Point annotation records
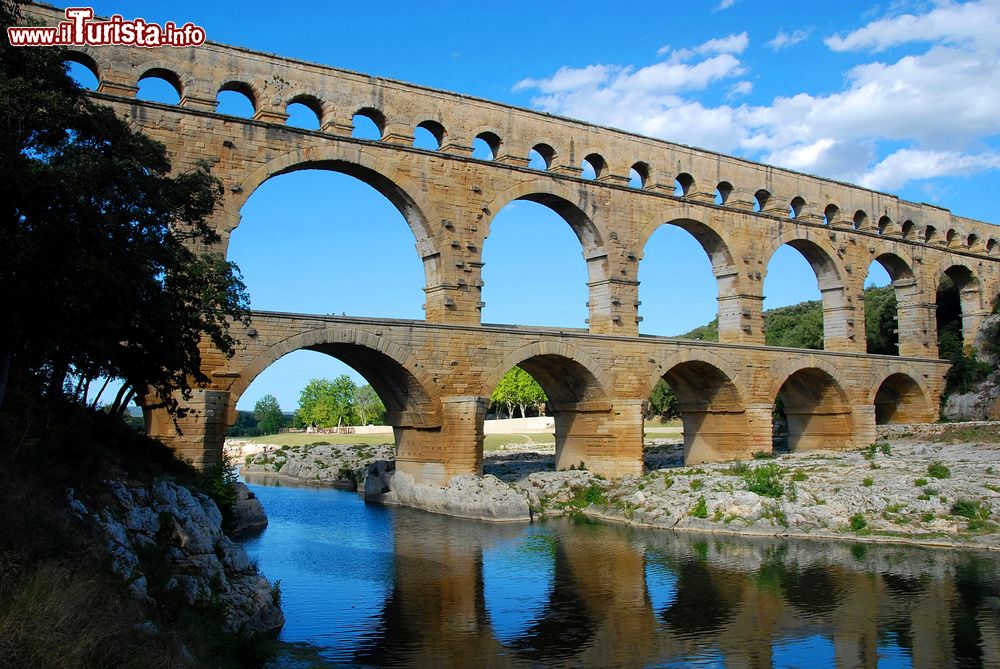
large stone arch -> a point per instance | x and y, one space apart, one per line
712 405
712 239
817 406
970 295
910 315
388 180
394 184
573 205
838 322
183 79
578 398
599 381
900 395
576 208
407 392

-- Written task --
Retype the entries word for word. Omit any images.

-- Problem solution --
large stone arch -> a point per instance | x and y, one space apart, one per line
712 405
712 239
817 406
970 295
910 315
388 180
394 184
573 205
838 322
183 79
578 398
599 381
900 395
576 208
407 392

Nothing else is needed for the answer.